Selected text →
_ _ _ _ _
"Caravan" is an American jazz standard that was composed by Juan Tizol and Duke Ellington and first performed by Ellington in 1936. Irving Mills wrote lyrics, but they are rarely sung.

Original recording
The first version of the song was recorded in Hollywood in 1936 and performed as an instrumental by Barney Bigard and His Jazzopators. Two takes were recorded, of which the first (Variety VA-515-1) was published. The band members were:
 Cootie Williams – trumpet
 Juan Tizol – trombone
 Barney Bigard – clarinet
 Harry Carney – baritone saxophone
 Duke Ellington – piano
 Billy Taylor – double bass
 Sonny Greer – drums

The musicians were members of the Duke Ellington Orchestra, which often split into smaller combinations to record songs under different band names. For this recording, which included Ellington and Tizol as performers, the session band leader was Bigard.

Other versions
The sound of "Caravan" interested exotica musicians; Martin Denny, Arthur Lyman, and Gordon Jenkins all covered it. The Mills Brothers recorded an a cappella version in which they imitated instruments with their voices. More than 350 versions have been recorded.
_ _ _ _ _
Short task A →
Who played on the original 1936 recording of "Caravan" described in the passage, and on which instrument?
Short task B →
According to the passage on "Caravan," who was the session band leader for its first recording?
Short task C →
Write a continuation of the passage about the jazz standard "Caravan," starting after its final sentence.
_ _ _ _ _
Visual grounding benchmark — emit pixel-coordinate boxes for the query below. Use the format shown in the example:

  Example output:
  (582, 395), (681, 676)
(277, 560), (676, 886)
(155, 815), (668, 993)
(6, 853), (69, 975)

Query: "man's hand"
_ _ _ _ _
Task output A →
Cootie Williams – trumpet
Juan Tizol – trombone
Barney Bigard – clarinet
Harry Carney – baritone saxophone
Duke Ellington – piano
Billy Taylor – double bass
Sonny Greer – drums

Task output B →
Barney Bigard.

Task output C →
 Duke Ellington – New York, May 14, 1937
 Valaida Snow – Valaida Snow (vocal and trumpet) and her Orchestra, 1939, Sonora
 Art Tatum – Los Angeles, April–July 1940
Dizzy Gillespie – October 25, 1951
 Thelonious Monk – Thelonious Monk Plays Duke Ellington, Hackensack, New Jersey, July 27, 1955
 Nat King Cole – After Midnight, Los Angeles, September 14, 1956
 Santo & Johnny's – Santo & Johnny (1959), peaked at number 48 on the Billboard Hot 100 chart
 Art Blakey and the Jazz Messengers – Caravan, New York, October 23, 1962
 Wes Montgomery – Movin' Wes, New York, November 16, 1964
 Dizzy Gillespie and Oscar Peterson – Oscar Peterson and Dizzy Gillespie, London, November 28–29, 1974
 Les Paul & Chet Atkins – Chester and Lester, May 6–7, 1975
 Art Pepper – Friday Night at the Village Vanguard, New York, July 29, 1977
 Wynton Marsalis – Marsalis Standard Time, Vol. I, New York, May 29–30, 1986 and September 24–25, 1986
 Medeski Martin & Wood – Notes from the Underground, New York, December 15–16, 1991
 Michel Camilo – Rendezvous, New York, January 18–20, 1993
 Eva Cassidy – recorded live at the Blues Alley club, Washington, D.C. January 3, 1996, and released in her posthumous album Nightbird (2015)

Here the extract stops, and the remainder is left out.